Reproduce every row below verbatim, omitting the pictures.
— begin MATERIAL FOR THE TASK —
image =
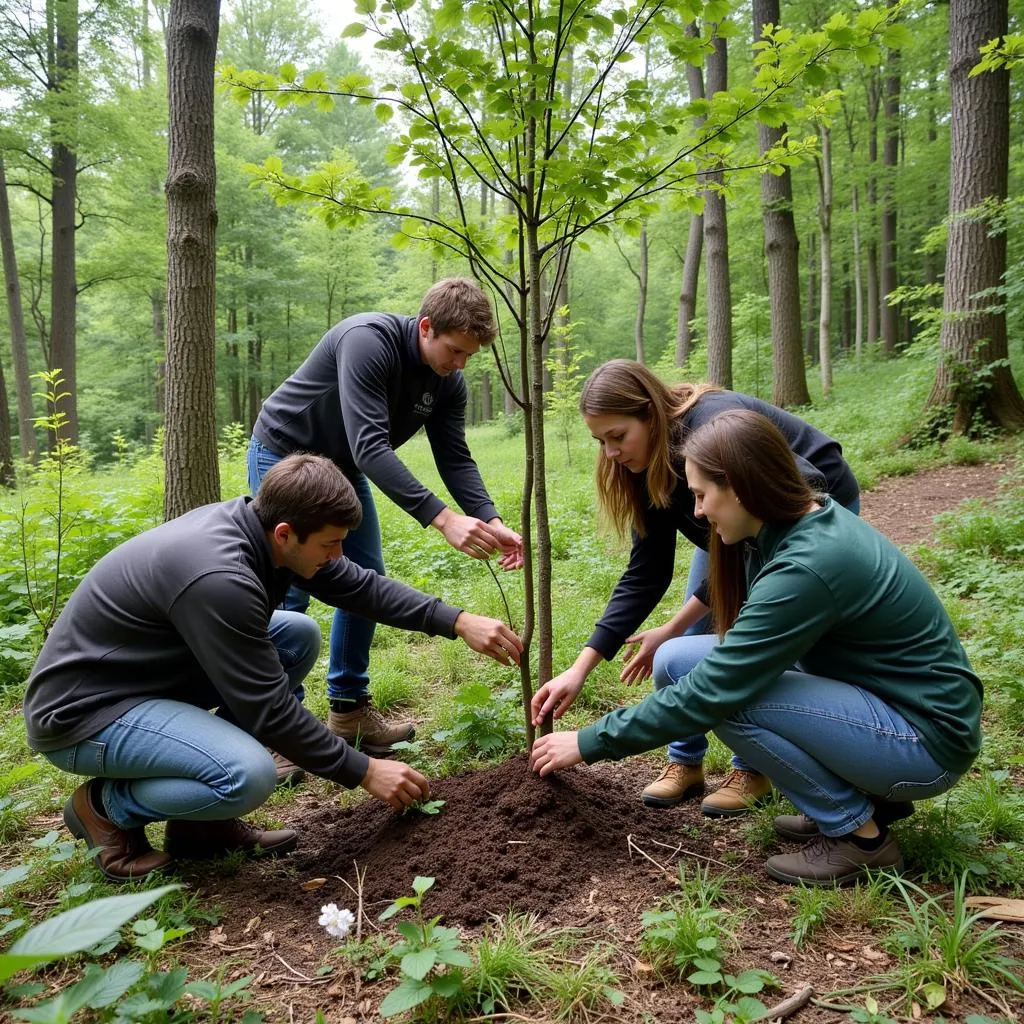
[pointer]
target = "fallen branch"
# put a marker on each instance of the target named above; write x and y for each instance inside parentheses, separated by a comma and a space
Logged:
(791, 1005)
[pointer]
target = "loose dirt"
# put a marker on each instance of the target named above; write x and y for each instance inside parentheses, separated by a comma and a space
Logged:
(578, 850)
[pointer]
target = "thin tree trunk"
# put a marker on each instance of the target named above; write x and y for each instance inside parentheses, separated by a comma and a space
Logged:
(717, 245)
(889, 271)
(782, 256)
(64, 287)
(18, 343)
(193, 473)
(824, 224)
(972, 381)
(858, 290)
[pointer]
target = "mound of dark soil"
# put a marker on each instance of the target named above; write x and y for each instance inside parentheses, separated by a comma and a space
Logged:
(504, 839)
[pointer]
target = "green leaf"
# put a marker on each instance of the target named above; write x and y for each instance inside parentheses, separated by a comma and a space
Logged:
(409, 994)
(418, 965)
(76, 930)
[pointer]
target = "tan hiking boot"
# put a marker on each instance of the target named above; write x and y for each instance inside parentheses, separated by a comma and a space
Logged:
(676, 783)
(827, 861)
(289, 773)
(367, 728)
(739, 792)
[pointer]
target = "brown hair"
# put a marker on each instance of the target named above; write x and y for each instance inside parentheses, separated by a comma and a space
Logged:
(744, 451)
(460, 304)
(308, 493)
(624, 387)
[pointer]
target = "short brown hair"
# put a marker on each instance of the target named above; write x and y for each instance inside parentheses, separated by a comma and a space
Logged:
(308, 493)
(744, 451)
(460, 304)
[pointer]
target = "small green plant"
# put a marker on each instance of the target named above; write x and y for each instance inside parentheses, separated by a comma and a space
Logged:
(430, 957)
(944, 951)
(686, 931)
(485, 724)
(814, 907)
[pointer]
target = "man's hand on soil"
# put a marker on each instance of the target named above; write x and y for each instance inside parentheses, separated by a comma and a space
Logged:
(557, 750)
(394, 782)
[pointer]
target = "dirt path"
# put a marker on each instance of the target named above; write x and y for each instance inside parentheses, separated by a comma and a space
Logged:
(904, 507)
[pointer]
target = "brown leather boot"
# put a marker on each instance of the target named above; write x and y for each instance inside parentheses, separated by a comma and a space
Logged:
(739, 792)
(209, 840)
(125, 854)
(676, 783)
(367, 728)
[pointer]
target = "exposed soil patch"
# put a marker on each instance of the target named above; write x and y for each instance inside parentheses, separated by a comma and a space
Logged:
(570, 849)
(904, 507)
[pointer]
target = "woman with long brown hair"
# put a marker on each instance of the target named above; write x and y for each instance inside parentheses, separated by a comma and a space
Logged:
(640, 423)
(837, 673)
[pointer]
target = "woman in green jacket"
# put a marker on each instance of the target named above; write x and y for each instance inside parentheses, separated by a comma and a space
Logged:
(838, 674)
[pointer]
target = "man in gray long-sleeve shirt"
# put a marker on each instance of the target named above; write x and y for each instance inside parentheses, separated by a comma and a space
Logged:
(370, 384)
(181, 620)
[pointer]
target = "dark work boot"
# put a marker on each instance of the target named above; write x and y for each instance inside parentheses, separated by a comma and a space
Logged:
(208, 840)
(125, 854)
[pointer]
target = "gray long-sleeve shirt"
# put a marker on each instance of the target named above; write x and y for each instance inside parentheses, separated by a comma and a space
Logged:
(652, 556)
(182, 612)
(361, 393)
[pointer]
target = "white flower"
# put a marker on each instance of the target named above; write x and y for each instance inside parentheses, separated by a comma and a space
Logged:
(337, 923)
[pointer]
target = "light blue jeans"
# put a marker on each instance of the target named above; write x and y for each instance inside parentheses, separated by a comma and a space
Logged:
(691, 750)
(165, 759)
(348, 667)
(827, 745)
— end MATERIAL FOR THE TASK —
= RESULT =
image =
[pointer]
target = "fallen branch"
# put a marker on each instance of the target named above; write x and y for each instance inside parentheses, separated by a comma and a space
Logged:
(791, 1005)
[pointer]
target = "loose dirt"
# put a marker on each instance of the target named above; write x and y for each instance inside parentheses, separated by a comma and a space
Logged:
(578, 850)
[pointer]
target = "thin tree trunk"
# put a marker on each instance of the target named above; write x and y for each instance inside parentheses, separated by a comma and a space
Logged:
(717, 245)
(889, 271)
(782, 256)
(64, 287)
(18, 343)
(193, 473)
(824, 224)
(972, 381)
(858, 290)
[pointer]
target = "mound of dark soil"
# put a marker on each instance of the target named above; write x and y for each instance inside parentheses, separated by a comma and a space
Logged:
(504, 839)
[pointer]
target = "green leaf"
# put a marker on each instance of the target named above; write x and y for each instance inside parentheses, separated by a comma and a space
Logged:
(409, 994)
(418, 965)
(76, 930)
[pointer]
target = "tan hiking boot"
# put a marker on each instance of the target named above; write x and y for each instance inside parentheses, separated by a comma and a space
Logged:
(676, 783)
(827, 861)
(289, 773)
(367, 728)
(739, 792)
[pointer]
target = "brown hair"
# put a marker on each instance of the target named above; write x and y for each instance inside parentheses, separated by a comma and a space
Logged:
(744, 451)
(460, 304)
(308, 493)
(624, 387)
[pointer]
target = "short brown hair"
# put a marker on each instance of the target named above; write x and y for each instance inside parentheses, separated by a comma and a space
Logged:
(308, 493)
(744, 451)
(460, 304)
[pointer]
target = "small green plant"
# put a marker on each instance of the target named above; write x and y for each instance inside parentheses, separated by a comma and a space
Logged:
(430, 957)
(944, 951)
(686, 931)
(485, 724)
(814, 907)
[pointer]
target = "man's hand on soil"
# put a marker on each instance of the target named above; write x and y for each instance inside parentheses, separated by a comma and a space
Logged:
(557, 750)
(394, 782)
[pointer]
target = "dirt path"
# put a marker on each instance of the target named above; write x and y for each instance inside parentheses, separated by a comma and a space
Logged:
(904, 507)
[pointer]
target = "brown leather boot"
# put a marker on each instance of the target named above; write x and y for each instance inside parentheses, separated by a comma and a space
Logged:
(739, 792)
(209, 840)
(125, 854)
(676, 783)
(367, 728)
[pointer]
target = "exposed soil patch"
# put a marker on each instance of the target named above; write x and y for each instance inside parentheses, separated by a comma and a space
Logged:
(570, 849)
(904, 507)
[pointer]
target = "woman with long brown hair"
# put a marker on each instance of the target named above; write x and y for each instance inside parentheses, separated by a comma and a space
Logged:
(640, 423)
(837, 673)
[pointer]
target = "woman in green jacket"
# put a marker on each instance of the target named above; write x and y for each instance inside parentheses, separated by a comma and a space
Logged:
(838, 674)
[pointer]
target = "man in gray long-sleeve shirt"
# put a marker on each instance of the target named above; write x and y for each instance inside parentheses, separated by a comma and a space
Logged:
(370, 384)
(181, 620)
[pointer]
target = "dark work boot"
# put a marker on each instance of the target named above; write x and y for each instance inside parentheses, separated by a comma and a space
Logged:
(208, 840)
(125, 854)
[pointer]
target = "gray long-sleeve shirt"
# put a marker on each instance of the target named above; write x and y for each instance inside parentheses, separated by a comma and a space
Logged:
(652, 556)
(182, 612)
(361, 393)
[pointer]
target = "white flower"
# put a marker on each instance of the target named above; write x and y for each instance inside parentheses, separated by a comma and a space
Logged:
(337, 923)
[pointer]
target = "light blue jeans"
# put a marker on each instance of the target named above; write x and y for each instance inside parentheses, separated by a comma and a space
Logged:
(691, 750)
(165, 759)
(348, 667)
(827, 745)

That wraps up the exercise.